Recorded data:

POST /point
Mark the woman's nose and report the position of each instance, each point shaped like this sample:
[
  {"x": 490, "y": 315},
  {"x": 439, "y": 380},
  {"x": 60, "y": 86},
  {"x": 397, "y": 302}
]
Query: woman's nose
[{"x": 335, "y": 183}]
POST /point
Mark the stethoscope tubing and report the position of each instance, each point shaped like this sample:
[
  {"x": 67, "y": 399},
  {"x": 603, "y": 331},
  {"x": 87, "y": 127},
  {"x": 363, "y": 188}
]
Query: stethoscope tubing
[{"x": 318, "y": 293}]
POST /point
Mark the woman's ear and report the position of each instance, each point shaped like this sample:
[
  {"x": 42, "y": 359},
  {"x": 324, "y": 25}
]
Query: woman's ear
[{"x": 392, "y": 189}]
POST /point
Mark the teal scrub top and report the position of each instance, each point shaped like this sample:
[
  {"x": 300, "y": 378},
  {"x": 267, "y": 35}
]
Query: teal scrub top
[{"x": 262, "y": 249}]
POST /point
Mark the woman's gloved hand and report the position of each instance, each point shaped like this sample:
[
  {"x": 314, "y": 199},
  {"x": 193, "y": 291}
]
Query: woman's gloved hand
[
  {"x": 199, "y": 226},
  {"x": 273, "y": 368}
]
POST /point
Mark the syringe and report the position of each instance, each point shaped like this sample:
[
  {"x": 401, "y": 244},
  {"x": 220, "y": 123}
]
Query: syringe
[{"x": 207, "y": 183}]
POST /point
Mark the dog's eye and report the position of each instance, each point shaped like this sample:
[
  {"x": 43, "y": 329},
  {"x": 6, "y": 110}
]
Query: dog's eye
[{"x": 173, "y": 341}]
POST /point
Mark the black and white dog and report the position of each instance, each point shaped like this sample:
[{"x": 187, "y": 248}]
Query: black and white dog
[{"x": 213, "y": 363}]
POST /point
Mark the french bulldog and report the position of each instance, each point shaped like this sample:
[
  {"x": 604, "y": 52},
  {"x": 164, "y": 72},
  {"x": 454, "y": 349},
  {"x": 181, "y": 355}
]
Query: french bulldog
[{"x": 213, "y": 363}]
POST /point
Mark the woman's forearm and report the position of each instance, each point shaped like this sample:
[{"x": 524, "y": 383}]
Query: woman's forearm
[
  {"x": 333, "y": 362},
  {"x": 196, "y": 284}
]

Goal of the exercise:
Lines above containing "this": how many? Reply with the number only.

Solved problem:
10